Fulbright Humanities Colloquium Series Features Research on Tzarist Russia and Jewish Pogroms

Fulbright Humanities Colloquium Series Features Research on Tzarist Russia and Jewish Pogroms
Photo Submitted

The Humanities Program in the J. William Fulbright College of Arts and Sciences inaugurates its 2017-18 series with Russian language and literature scholar Nadja Berkovich. Professor Berkovich will present "Integrative Journalism: Bogoraz's Silhouettes of the Gomel Pogrom." The presentation will take place from 4-5 p.m. Thursday, Oct. 19, in CHEM 144.

Berkovich's talk examines Vladimir Bogoraz's "Silhouettes from Gomel: Sketches" (1904), which he wrote based on his ethnographic and journalistic investigation of the participants in the Gomel pogrom of 1903. Bogoraz visited Gomel a year after the pogrom and witnessed the trial of the defendants. With his sketches, Bogoraz challenged the assumption of the tsarist regime that this was a pogrom against Russians. On the contrary, the victims were Jews. Berkovich approaches the controversy of Gomel by examining two sources of analysis: the indictment, produced by the tsarist government, and Bogoraz's journalistic interviews of the defendants, victims, and bystanders, which he titled "Silhouettes from Gomel." By giving voice to the Jewish defendants, he showed that the violence was against Jews. During the trial, he also exposed a Russian judge and, ironically, a state Rabbi, who subscribed to a Spencerian notion of evolution.

━━━━

## Job a
Filter the records, keeping every line that contains the string "tennis".
The records have no connection to the article on the colloquium talk.

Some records
━━━━

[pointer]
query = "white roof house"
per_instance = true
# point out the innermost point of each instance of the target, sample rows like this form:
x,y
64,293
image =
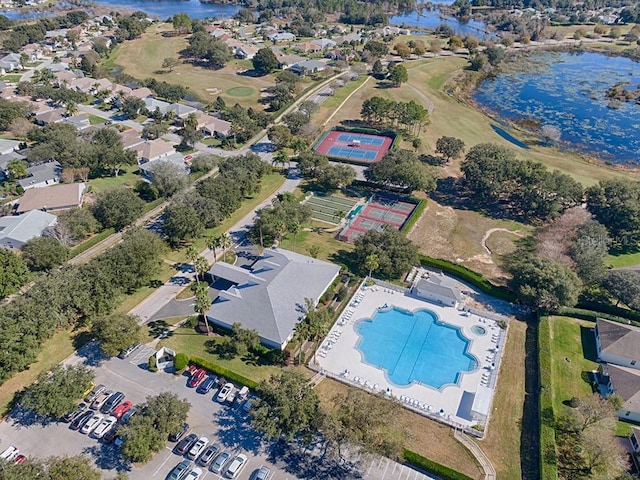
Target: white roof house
x,y
269,297
15,231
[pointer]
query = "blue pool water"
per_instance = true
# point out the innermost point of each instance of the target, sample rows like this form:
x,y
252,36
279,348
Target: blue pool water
x,y
414,347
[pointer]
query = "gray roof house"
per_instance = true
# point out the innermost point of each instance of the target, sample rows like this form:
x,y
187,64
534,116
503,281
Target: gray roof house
x,y
439,289
269,297
618,343
42,175
15,231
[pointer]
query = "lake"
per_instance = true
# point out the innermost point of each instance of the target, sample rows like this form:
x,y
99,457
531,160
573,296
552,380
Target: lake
x,y
431,19
163,9
568,91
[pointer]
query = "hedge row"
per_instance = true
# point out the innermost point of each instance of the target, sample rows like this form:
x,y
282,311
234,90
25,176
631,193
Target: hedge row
x,y
429,466
218,370
474,278
548,455
414,217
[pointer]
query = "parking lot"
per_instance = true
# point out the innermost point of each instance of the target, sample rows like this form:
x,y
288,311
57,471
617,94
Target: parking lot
x,y
226,426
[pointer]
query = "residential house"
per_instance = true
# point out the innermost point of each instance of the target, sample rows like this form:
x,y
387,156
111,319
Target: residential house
x,y
151,150
42,175
269,296
52,116
439,289
16,230
51,199
617,343
623,382
147,169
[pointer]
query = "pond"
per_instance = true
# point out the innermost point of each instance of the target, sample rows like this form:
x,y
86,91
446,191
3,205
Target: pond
x,y
162,9
568,91
431,19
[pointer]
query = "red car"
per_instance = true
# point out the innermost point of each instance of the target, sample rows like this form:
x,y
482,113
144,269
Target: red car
x,y
197,377
122,409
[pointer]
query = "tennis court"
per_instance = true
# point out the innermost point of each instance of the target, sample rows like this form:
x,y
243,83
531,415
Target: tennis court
x,y
330,208
379,211
354,147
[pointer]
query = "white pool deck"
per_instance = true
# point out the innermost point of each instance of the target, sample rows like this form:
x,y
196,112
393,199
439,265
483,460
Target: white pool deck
x,y
339,357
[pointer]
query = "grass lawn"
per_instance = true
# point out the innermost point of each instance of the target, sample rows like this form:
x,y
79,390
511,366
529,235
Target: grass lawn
x,y
268,186
143,58
126,177
502,442
53,351
428,438
186,340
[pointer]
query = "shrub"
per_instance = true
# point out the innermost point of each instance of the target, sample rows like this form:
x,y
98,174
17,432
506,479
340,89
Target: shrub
x,y
180,362
219,370
429,466
153,367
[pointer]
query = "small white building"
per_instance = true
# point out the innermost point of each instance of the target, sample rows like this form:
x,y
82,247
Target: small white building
x,y
437,289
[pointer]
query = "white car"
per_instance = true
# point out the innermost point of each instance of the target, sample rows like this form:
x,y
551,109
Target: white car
x,y
104,426
224,392
198,447
9,453
195,474
236,466
91,424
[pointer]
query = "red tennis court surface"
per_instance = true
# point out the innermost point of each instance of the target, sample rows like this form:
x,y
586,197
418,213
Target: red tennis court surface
x,y
355,147
381,210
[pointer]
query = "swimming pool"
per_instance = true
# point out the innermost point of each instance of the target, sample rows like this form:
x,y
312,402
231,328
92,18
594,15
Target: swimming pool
x,y
414,347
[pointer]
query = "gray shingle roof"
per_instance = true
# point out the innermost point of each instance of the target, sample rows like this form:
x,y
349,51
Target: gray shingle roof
x,y
619,339
270,298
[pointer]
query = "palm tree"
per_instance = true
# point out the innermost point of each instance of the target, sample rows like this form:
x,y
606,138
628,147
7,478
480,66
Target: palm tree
x,y
225,243
372,262
213,242
201,265
203,303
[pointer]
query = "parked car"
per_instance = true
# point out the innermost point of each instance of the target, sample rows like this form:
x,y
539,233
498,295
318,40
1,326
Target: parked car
x,y
72,415
194,474
92,423
9,453
125,353
236,466
207,385
186,443
263,473
196,378
121,409
207,455
180,471
128,414
224,392
218,464
112,402
93,394
174,437
104,426
197,448
101,399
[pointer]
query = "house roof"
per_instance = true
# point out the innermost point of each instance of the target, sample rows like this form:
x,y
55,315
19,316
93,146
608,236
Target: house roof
x,y
23,228
270,296
54,197
626,384
618,338
440,285
41,173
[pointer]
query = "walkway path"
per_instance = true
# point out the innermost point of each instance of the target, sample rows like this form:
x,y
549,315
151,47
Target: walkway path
x,y
485,463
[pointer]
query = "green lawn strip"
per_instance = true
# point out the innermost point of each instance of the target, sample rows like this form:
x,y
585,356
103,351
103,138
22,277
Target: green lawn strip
x,y
186,340
269,184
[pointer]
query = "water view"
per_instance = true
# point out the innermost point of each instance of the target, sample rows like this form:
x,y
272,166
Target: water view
x,y
568,91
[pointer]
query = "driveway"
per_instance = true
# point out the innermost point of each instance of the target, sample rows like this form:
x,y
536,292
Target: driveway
x,y
226,426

━━━━

## Job b
Repeat the article about the colloquium talk on the Gomel pogrom word for word.

## Worked answer a
query = "tennis court"
Target: tennis court
query = "red tennis court surface"
Target: red tennis court surface

## Worked answer b
Fulbright Humanities Colloquium Series Features Research on Tzarist Russia and Jewish Pogroms

Fulbright Humanities Colloquium Series Features Research on Tzarist Russia and Jewish Pogroms
Photo Submitted

The Humanities Program in the J. William Fulbright College of Arts and Sciences inaugurates its 2017-18 series with Russian language and literature scholar Nadja Berkovich. Professor Berkovich will present "Integrative Journalism: Bogoraz's Silhouettes of the Gomel Pogrom." The presentation will take place from 4-5 p.m. Thursday, Oct. 19, in CHEM 144.

Berkovich's talk examines Vladimir Bogoraz's "Silhouettes from Gomel: Sketches" (1904), which he wrote based on his ethnographic and journalistic investigation of the participants in the Gomel pogrom of 1903. Bogoraz visited Gomel a year after the pogrom and witnessed the trial of the defendants. With his sketches, Bogoraz challenged the assumption of the tsarist regime that this was a pogrom against Russians. On the contrary, the victims were Jews. Berkovich approaches the controversy of Gomel by examining two sources of analysis: the indictment, produced by the tsarist government, and Bogoraz's journalistic interviews of the defendants, victims, and bystanders, which he titled "Silhouettes from Gomel." By giving voice to the Jewish defendants, he showed that the violence was against Jews. During the trial, he also exposed a Russian judge and, ironically, a state Rabbi, who subscribed to a Spencerian notion of evolution.